* Start *
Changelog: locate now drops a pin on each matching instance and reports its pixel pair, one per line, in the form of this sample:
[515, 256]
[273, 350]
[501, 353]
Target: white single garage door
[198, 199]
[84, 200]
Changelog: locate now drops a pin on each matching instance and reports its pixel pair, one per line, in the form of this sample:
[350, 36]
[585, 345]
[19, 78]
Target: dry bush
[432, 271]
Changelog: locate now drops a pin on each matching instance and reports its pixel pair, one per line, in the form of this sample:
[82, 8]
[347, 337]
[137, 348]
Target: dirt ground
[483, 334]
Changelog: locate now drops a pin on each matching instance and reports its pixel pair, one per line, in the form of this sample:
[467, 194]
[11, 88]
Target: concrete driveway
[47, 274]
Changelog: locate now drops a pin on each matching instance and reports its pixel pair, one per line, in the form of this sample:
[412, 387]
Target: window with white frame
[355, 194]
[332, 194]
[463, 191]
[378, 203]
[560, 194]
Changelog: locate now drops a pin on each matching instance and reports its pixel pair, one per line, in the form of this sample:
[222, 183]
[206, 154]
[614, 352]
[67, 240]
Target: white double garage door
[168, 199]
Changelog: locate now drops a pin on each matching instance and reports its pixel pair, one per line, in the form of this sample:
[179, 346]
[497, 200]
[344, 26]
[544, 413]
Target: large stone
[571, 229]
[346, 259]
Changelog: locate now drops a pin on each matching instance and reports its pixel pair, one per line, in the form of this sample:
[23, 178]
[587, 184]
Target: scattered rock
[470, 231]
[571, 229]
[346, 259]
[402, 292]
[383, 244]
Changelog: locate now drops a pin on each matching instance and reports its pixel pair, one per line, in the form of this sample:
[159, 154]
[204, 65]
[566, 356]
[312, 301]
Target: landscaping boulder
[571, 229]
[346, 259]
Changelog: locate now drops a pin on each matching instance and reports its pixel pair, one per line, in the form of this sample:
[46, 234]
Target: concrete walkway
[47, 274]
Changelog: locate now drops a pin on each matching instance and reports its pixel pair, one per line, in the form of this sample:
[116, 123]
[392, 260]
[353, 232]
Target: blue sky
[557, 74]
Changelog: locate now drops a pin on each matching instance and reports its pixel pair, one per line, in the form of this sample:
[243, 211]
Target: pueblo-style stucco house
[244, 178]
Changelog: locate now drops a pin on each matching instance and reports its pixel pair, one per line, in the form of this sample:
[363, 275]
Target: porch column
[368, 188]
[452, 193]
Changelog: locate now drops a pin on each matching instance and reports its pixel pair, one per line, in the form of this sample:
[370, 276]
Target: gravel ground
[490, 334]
* End *
**What the task requires**
Extract every entry in the listing word for word.

**Written answer**
Changelog: locate now drops a pin on each matching instance and reports its pixel pair, one per line, in the form of this sample:
[515, 256]
[273, 350]
[501, 353]
Target: white single garage door
[198, 199]
[84, 200]
Changelog: locate now drops a pin on each matching instance and reports its pixel pair, one per line, in the form of this sample:
[350, 36]
[585, 345]
[19, 78]
Target: dry bush
[432, 271]
Changelog: locate now drops a pin on each matching instance and reports its pixel pair, one per line, in the form of this sample:
[82, 8]
[347, 337]
[137, 348]
Target: dirt ground
[483, 334]
Changelog: locate now drops a pin on each matching instance and reports its pixel pair, one per line, in the form of this sample:
[467, 194]
[11, 88]
Target: concrete driveway
[47, 274]
Changelog: locate now drops a pin on each matching instance and reports its pixel pair, one per line, in the form of this sample:
[412, 387]
Target: window with white frame
[355, 194]
[332, 194]
[463, 191]
[378, 203]
[560, 194]
Changelog: locate now drops a pin on each matching instance and reports its pixel pair, one per line, in the form of this sample:
[222, 183]
[206, 154]
[614, 352]
[67, 240]
Target: white double garage door
[168, 199]
Changelog: locate now drops a pin on each matching instance and reports its pixel pair, one per line, in the form of this sample:
[179, 346]
[497, 200]
[344, 26]
[544, 413]
Target: large stone
[571, 229]
[346, 259]
Changelog: locate now drops a pin on each matching instance and reports its pixel pair, one per line, in the form of this sample:
[23, 178]
[587, 184]
Target: scattered rock
[470, 231]
[571, 229]
[346, 259]
[402, 292]
[383, 244]
Changelog: locate now drops a pin on each matching instance and reports its pixel pair, one per line, in the form of this sample:
[159, 154]
[204, 65]
[566, 356]
[312, 301]
Target: landscaping boulder
[571, 229]
[346, 259]
Changelog: locate now drops a pin on each matching instance and reports its pixel pair, one per line, in the form of this sample:
[46, 234]
Target: concrete walkway
[47, 274]
Changelog: locate now drops a pin on each matching instance and reports its pixel pair, one per line, in the form of this sample:
[116, 123]
[392, 260]
[353, 232]
Target: blue sky
[557, 74]
Changelog: locate now drops a pin on each matching instance and reports its pixel pair, one per line, in the form of this sample:
[243, 211]
Target: pueblo-style stucco house
[244, 178]
Changelog: locate now drops a pin on each matching instance and reports its pixel pair, one per line, in the form of this sample:
[363, 275]
Target: porch column
[368, 188]
[452, 193]
Changelog: locate now drops a pin on each matching instance and reports its pixel pair, one per line, in the form of this sample:
[370, 276]
Target: gravel ground
[490, 334]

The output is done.